REQUIRED WORK
Report each line of the data that contains the string "bale".

DATA UNDER STUDY
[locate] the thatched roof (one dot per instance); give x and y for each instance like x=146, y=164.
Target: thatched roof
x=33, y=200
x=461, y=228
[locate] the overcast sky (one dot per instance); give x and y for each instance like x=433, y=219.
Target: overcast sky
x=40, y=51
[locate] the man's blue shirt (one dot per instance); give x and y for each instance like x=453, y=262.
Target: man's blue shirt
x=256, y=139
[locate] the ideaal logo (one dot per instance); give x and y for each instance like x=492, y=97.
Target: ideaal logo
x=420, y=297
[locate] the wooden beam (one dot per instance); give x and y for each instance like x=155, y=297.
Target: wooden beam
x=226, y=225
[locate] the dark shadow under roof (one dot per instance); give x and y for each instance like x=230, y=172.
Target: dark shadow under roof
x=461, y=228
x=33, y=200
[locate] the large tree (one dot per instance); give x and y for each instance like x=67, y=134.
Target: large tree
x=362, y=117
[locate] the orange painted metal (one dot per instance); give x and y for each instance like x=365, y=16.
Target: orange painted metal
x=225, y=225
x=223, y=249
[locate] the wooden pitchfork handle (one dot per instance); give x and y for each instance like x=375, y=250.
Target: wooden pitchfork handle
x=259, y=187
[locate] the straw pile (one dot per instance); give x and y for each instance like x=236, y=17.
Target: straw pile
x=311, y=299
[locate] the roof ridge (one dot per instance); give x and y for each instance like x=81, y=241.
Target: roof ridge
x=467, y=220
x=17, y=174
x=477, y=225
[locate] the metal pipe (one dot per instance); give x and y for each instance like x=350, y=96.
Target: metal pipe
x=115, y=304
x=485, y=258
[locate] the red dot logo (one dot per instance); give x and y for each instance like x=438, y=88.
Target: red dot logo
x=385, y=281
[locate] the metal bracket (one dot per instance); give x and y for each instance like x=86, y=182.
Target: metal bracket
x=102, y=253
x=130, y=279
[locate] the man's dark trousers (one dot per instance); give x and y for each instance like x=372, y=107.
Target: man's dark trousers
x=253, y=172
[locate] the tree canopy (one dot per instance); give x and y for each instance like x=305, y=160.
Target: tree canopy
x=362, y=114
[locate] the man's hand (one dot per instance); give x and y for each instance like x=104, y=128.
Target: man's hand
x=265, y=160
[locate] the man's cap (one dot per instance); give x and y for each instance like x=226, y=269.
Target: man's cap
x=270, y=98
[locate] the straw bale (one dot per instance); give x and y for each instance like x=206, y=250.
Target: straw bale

OUTPUT FOR THIS EXERCISE
[locate] the straw bale (one dot per instance); give x and y for each instance like x=206, y=250.
Target: straw bale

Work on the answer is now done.